_Passage to read_:
________________

Ashkenazi Jews are particularly susceptible to a specific genetic mutation of retinitis pigmentosa, which Alex Levin, chief of pediatric ophthalmology and ocular genetics at Wills Eye Hospital, calls a “terrible, blinding eye disorder in which you first lose your night vision, then your side vision, until you’re seeing through this tiny little tunnel. And it’s very disabling.”
In the general population, this specific type of retinitis pigmentosa, which necessitates two people carrying the rare genetic abnormality known as the M-AK (pronounced Mac) gene to produce offspring, is rare.
However, Levin pointed out that due to Ashkenazi Jews’ historically constricted gene pool, the M-AK gene is disproportionally present, so two Ashkenazi Jews procreating are much more likely to produce offspring susceptible to the otherwise rare form of degenerative eye disease.
It’s the same genetic principle that makes Ashkenazi Jews disproportionally vulnerable to Tay-Sachs, Crohn’s, certain forms of cystic fibrosis and other, otherwise less common, medical conditions, Levin said.
More than a third of all instances of retinitis pigmentosa in Ashkenazi Jews are linked to the M-AK gene mutation.
“Heretofore,” said Levin, “there’s been no treatment for this disease.”
But new methods of gene therapy, particularly a treatment called Luxturna, developed in part at the University of Pennsylvania, have made headlines for, in some cases, successfully treating congenital forms of retinitis pigmentosa.
“They’ve had some dramatic results injecting the correct copy of the gene into the eye to replace the bad copy,” Levin said. “And some people have had restored vision.”
The problem is that the treatment costs $425,000 per eye.
Edwin Stone, an ocular geneticist at the University of Iowa, has worked on a different approach, different at least as far as the financing of the treatment is concerned.
Stone has raised $30 million — all via philanthropy, Levin said — over the past 10 years to make these gene therapy treatments dramatically more affordable, which is to say at least in the realm of financial possibility for regular people.
Stone searched nationwide for an ocular geneticist and eye hospital to partner with; he chose Levin and Wills Eye. Now, thanks to his association with Stone and the endowment he brings to the project, Levin said: “We can do the same treatment for $20,000.”
“We’re developing a bridge that will allow us to increase the efficiency and accuracy of diagnosis, which will accelerate the process and steps to gene therapy,” Levin says. “And one of the top-five genes on our list is the M-AK gene. We hope to treat every single one of these, and it’s really not that hard.”
One distinct goal of the Levin-Stone collaboration is to get testing for the M-AK gene on the Jewish disease screening panel. M-AK is not on the panel yet because, presently, it’s thought to be an untreatable disease of adult onset.

________________

_Data excerpts_:
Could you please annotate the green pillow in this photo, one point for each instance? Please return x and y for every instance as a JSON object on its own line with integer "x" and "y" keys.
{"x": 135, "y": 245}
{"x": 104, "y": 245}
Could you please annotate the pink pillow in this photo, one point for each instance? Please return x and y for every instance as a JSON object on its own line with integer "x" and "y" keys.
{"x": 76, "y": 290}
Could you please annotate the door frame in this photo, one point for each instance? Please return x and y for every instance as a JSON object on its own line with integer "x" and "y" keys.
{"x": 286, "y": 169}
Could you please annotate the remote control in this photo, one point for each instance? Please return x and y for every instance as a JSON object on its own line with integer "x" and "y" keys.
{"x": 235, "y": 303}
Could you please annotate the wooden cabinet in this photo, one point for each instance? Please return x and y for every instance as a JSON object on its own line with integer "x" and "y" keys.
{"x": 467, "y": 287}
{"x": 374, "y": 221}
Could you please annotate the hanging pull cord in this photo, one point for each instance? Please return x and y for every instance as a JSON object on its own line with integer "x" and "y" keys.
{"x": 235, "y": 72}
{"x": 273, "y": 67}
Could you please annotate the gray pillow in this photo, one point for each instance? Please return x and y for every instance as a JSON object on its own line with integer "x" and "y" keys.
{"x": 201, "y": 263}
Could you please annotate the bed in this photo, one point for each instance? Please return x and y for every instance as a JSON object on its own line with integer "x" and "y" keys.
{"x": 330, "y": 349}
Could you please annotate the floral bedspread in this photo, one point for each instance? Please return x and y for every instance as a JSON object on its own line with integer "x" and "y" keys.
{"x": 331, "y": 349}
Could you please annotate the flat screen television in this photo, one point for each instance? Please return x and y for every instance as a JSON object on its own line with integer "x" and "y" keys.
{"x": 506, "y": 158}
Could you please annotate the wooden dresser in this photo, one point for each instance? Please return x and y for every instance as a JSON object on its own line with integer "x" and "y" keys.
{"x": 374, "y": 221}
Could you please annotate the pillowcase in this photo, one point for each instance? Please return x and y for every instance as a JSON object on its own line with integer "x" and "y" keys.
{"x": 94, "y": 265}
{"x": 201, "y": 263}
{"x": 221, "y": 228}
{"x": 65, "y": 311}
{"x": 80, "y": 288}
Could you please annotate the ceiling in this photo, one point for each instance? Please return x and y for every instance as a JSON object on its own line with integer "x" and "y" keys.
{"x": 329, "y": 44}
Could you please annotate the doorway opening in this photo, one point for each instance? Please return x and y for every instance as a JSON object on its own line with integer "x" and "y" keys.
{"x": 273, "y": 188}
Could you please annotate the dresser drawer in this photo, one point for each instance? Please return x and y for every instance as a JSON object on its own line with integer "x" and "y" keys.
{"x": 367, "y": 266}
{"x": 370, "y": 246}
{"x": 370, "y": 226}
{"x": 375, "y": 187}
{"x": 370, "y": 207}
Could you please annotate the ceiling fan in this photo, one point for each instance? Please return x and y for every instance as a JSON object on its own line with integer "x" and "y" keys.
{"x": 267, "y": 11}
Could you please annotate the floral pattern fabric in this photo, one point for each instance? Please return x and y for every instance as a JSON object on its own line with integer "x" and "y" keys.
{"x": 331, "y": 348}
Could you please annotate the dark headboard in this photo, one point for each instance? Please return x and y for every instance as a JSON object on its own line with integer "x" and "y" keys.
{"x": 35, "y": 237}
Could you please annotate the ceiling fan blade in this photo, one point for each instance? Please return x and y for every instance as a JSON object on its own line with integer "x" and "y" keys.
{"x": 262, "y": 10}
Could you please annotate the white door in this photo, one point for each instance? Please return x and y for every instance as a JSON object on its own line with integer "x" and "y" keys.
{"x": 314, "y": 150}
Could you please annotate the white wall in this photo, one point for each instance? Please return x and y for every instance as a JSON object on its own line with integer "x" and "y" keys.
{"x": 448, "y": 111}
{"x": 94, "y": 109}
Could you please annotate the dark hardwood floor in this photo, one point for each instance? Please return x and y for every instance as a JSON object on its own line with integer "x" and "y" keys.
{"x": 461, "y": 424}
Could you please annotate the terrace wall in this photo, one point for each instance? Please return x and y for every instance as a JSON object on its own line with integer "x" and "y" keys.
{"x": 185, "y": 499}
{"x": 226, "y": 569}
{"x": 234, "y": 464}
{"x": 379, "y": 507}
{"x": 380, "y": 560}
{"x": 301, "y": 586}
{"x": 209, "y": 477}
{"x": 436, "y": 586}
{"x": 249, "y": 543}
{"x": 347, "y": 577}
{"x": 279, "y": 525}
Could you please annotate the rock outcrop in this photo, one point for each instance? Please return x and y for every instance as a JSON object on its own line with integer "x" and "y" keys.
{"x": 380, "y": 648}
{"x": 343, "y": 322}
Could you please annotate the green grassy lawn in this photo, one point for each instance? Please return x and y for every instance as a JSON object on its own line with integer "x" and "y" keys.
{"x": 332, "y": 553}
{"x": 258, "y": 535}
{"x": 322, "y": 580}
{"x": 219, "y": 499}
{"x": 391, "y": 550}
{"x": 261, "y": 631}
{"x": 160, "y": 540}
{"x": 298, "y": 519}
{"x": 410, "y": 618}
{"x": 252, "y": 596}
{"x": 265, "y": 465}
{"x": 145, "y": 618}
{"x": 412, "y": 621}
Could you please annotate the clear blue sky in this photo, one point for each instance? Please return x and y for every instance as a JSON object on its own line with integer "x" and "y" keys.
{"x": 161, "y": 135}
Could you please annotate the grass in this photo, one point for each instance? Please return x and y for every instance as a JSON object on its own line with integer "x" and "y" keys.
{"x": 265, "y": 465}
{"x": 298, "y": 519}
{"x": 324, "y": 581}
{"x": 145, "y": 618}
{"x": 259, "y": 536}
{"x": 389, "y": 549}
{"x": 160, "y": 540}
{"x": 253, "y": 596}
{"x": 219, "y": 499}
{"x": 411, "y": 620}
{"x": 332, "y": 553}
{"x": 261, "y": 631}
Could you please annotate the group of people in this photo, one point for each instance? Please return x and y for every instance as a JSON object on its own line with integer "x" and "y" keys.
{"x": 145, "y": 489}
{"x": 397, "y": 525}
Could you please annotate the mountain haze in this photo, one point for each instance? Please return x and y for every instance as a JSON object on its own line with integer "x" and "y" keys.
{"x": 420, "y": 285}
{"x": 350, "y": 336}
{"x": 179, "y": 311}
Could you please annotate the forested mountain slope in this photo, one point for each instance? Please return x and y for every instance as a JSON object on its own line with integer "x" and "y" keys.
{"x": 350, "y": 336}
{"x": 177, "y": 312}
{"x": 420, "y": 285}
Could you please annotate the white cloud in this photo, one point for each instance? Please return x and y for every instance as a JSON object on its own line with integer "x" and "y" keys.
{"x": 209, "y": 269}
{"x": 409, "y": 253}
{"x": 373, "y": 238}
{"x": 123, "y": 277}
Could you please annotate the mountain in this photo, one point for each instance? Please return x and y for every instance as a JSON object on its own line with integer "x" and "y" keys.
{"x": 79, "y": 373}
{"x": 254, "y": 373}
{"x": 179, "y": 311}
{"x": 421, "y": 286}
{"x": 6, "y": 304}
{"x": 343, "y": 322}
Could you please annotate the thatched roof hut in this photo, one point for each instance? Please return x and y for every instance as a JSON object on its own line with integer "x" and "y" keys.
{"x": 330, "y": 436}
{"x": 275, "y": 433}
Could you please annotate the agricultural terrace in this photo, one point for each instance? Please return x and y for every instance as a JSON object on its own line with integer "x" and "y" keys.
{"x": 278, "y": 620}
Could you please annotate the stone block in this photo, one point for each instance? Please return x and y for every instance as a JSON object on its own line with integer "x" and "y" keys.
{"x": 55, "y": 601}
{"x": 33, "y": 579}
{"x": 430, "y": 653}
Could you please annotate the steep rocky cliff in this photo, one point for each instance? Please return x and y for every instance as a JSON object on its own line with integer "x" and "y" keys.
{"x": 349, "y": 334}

________________

_Exercises_:
• 1. In the article on retinitis pigmentosa, how much money has Edwin Stone raised over the past 10 years?
• 2. Print the part of the article on retinitis pigmentosa between "Stone searched nationwide" and "of adult onset.", inclusive.
Work only from the article on retinitis pigmentosa, not from the data.

_Results in order_:
• 1. $30 million, all through philanthropy.

• 2.
Stone searched nationwide for an ocular geneticist and eye hospital to partner with; he chose Levin and Wills Eye. Now, thanks to his association with Stone and the endowment he brings to the project, Levin said: “We can do the same treatment for $20,000.”
“We’re developing a bridge that will allow us to increase the efficiency and accuracy of diagnosis, which will accelerate the process and steps to gene therapy,” Levin says. “And one of the top-five genes on our list is the M-AK gene. We hope to treat every single one of these, and it’s really not that hard.”
One distinct goal of the Levin-Stone collaboration is to get testing for the M-AK gene on the Jewish disease screening panel. M-AK is not on the panel yet because, presently, it’s thought to be an untreatable disease of adult onset.